(WHAT YOU ARE ASKED TO DO) What is needed is a word-for-word copy of every record below, minus the pictures.

--------------------------------

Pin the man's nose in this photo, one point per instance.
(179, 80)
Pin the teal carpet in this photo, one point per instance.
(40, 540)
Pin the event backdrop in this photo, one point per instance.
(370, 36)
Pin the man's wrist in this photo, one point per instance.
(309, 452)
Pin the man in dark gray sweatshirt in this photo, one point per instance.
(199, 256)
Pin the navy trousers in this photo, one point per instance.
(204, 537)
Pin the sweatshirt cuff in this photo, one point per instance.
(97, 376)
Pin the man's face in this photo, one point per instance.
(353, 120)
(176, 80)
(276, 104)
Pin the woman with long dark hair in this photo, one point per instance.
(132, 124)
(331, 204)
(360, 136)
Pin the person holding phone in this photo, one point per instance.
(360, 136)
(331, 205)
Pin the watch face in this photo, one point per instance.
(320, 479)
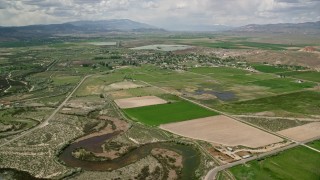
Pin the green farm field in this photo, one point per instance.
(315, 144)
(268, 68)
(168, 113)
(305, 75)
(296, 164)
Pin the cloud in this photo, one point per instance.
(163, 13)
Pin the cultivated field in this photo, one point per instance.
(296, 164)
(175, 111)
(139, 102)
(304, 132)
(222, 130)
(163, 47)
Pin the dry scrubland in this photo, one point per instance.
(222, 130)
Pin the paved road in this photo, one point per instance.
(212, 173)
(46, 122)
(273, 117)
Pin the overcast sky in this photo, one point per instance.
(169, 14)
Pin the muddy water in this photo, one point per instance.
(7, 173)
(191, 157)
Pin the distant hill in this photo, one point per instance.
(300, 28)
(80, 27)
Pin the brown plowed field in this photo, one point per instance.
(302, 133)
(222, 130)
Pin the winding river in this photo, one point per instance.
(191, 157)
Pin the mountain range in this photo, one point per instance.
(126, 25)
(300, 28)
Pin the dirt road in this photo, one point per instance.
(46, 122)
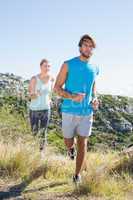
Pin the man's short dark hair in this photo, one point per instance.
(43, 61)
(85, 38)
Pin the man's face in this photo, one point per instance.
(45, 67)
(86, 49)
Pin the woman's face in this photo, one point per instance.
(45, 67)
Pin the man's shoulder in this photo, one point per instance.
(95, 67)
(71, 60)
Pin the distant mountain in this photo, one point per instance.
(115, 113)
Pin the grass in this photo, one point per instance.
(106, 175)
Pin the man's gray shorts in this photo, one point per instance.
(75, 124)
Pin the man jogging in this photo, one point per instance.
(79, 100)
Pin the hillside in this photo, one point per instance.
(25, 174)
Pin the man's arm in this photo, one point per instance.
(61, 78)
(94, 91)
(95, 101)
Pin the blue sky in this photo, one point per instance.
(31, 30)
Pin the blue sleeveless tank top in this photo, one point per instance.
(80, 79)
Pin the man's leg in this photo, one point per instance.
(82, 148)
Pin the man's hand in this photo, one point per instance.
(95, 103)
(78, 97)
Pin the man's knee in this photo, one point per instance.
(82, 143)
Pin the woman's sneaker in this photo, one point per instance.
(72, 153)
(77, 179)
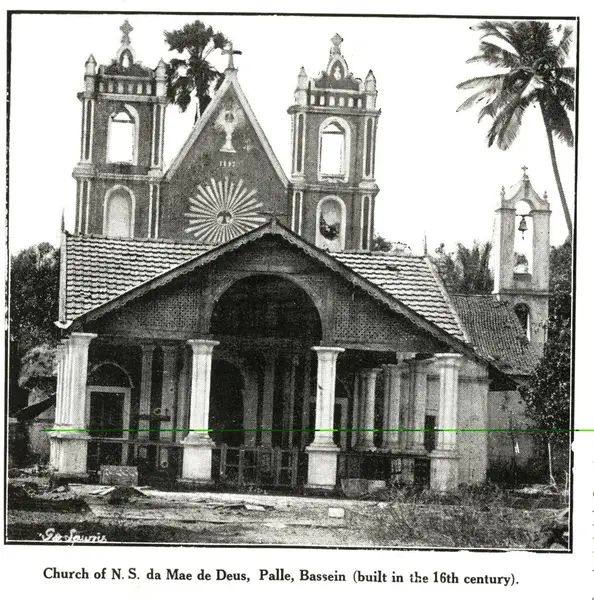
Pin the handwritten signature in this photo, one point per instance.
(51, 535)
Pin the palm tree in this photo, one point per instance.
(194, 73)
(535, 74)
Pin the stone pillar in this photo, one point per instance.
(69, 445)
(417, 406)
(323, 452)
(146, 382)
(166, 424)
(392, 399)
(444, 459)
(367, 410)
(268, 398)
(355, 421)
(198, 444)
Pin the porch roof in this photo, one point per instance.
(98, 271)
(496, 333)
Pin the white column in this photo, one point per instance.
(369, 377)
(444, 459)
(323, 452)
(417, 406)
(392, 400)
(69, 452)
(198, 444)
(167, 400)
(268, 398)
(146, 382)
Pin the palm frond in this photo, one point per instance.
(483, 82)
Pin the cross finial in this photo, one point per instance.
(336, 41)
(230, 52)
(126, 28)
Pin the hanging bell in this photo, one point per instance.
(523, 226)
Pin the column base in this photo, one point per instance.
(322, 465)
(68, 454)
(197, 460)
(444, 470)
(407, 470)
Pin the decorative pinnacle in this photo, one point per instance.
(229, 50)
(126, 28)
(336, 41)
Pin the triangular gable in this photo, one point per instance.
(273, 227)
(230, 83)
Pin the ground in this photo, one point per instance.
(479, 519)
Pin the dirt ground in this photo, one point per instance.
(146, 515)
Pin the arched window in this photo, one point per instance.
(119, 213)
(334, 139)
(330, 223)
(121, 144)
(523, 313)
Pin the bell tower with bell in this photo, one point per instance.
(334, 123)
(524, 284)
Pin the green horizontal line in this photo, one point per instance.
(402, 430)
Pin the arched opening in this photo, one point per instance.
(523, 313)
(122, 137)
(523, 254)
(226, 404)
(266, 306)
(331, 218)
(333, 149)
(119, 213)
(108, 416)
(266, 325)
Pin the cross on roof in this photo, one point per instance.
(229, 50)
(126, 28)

--------------------------------

(ANSWER BOX)
Pin the man's nose in this photo, one point per instance.
(179, 80)
Pin the teal carpet in this photo, one point per instance.
(40, 540)
Pin the event backdrop in this photo, one point per instance.
(370, 36)
Pin the man's wrist in this photo, one point per instance.
(309, 452)
Pin the man in dark gray sweatshirt in this photo, one point per instance.
(199, 256)
Pin the navy trousers in this photo, one point per instance.
(204, 537)
Pin the sweatshirt cuff in this photo, one point per instance.
(97, 376)
Pin the man's face in this photo, one point per instance.
(353, 120)
(176, 80)
(276, 104)
Pin the woman with long dark hair in this photo, one point per instance.
(132, 124)
(331, 204)
(360, 136)
Pin the person holding phone in this photo, one point per instance.
(360, 136)
(331, 205)
Pin the watch face in this photo, one point per instance.
(320, 479)
Pin the green farm field in this photo, one point per instance.
(315, 144)
(268, 68)
(168, 113)
(305, 75)
(296, 164)
Pin the cloud in this photo, one point per instance.
(163, 13)
Pin the cultivated field in this photo, one point per instance.
(296, 164)
(175, 111)
(139, 102)
(304, 132)
(222, 130)
(163, 47)
Pin the dry scrubland in this photo, one point per instance.
(222, 130)
Pin the paved road in this photo, one point per instance.
(212, 173)
(46, 122)
(273, 117)
Pin the overcast sky in this photo, one point per instance.
(169, 14)
Pin the muddy water in this photo, one point per instance.
(7, 173)
(191, 157)
Pin the distant hill in this photo, one point per instance.
(300, 28)
(80, 27)
Pin the brown plowed field in this photo, one point per instance.
(302, 133)
(222, 130)
Pin the winding river in this photo, one point per instance.
(191, 157)
Pin the mountain range in this photo, one point per instance.
(126, 25)
(300, 28)
Pin the dirt road in this photo, one point per instance.
(46, 122)
Pin the man's short dark hair in this photo, one point per instance.
(43, 61)
(85, 38)
Pin the man's face in this photo, one point per instance.
(45, 67)
(86, 49)
Pin the woman's face in this photo, one point per instance.
(45, 67)
Pin the man's shoulder in this photo, one point per instance.
(95, 67)
(71, 60)
Pin the distant mountain in this photo, one point per instance.
(115, 113)
Pin the grass in this photo, one point per instance.
(106, 175)
Pin the man's gray shorts in this photo, one point per instance.
(75, 124)
Pin the man jogging in this photo, one point per instance.
(79, 100)
Pin the hillside in this photo, one point per instance.
(25, 174)
Pin the man's arm in this photo, one point per instance.
(61, 78)
(94, 91)
(95, 101)
Pin the blue sky in this photo, one point per instance.
(31, 30)
Pin the blue sleeveless tank top in this photo, one point per instance.
(80, 79)
Pin the man's leg in this photo, one point per instance.
(82, 148)
Pin the man's hand in this photo, one point per instance.
(95, 103)
(78, 97)
Pin the man's knee in this photo, one point per instance.
(82, 143)
Pin the woman's sneaker in this photo, one point per instance.
(72, 153)
(77, 179)
Pin the handwritten signature in this photo, one point per instance.
(51, 535)
Pin the palm tree in this photo, one point per instance.
(194, 73)
(535, 74)
Pin the stone pillar in this photo, one point per instance.
(69, 445)
(417, 406)
(323, 452)
(146, 382)
(166, 424)
(392, 399)
(444, 459)
(367, 410)
(268, 398)
(355, 421)
(198, 444)
Pin the porch roof in this photo, one point per instance.
(98, 271)
(496, 333)
Pin the white column in this photo, one point per instance.
(369, 377)
(444, 459)
(323, 452)
(417, 406)
(392, 400)
(69, 452)
(198, 444)
(167, 400)
(268, 398)
(146, 382)
Pin the palm frond in this photo, one point per instance.
(483, 82)
Pin the cross finial in this photo, one point per instance.
(336, 41)
(230, 52)
(126, 28)
Pin the hanging bell in this photo, one point per instance.
(523, 226)
Pin the column base in this photo, one point per instance.
(322, 465)
(68, 454)
(197, 460)
(444, 470)
(407, 470)
Pin the decorative pinnacle in this photo, one point per instance.
(229, 50)
(126, 28)
(336, 41)
Pin the triangular gable in this photo, one point per instance.
(273, 227)
(230, 83)
Pin the ground in this photo, one point per instance.
(479, 519)
Pin the dirt ground in this photo, one point per instance.
(146, 515)
Pin the arched window in this photo, one point per instance.
(119, 213)
(334, 139)
(330, 223)
(121, 144)
(523, 313)
Pin the bell tower with bell in this photo, one point per instance.
(334, 123)
(524, 284)
Pin the green horizontal line in this photo, one point per instance.
(402, 430)
Pin the arched opening in this photo, one point per instance.
(523, 313)
(122, 137)
(523, 254)
(226, 404)
(266, 306)
(331, 218)
(333, 149)
(119, 213)
(108, 416)
(266, 325)
Pin the cross on roof in this photo, one point per instance.
(229, 50)
(126, 28)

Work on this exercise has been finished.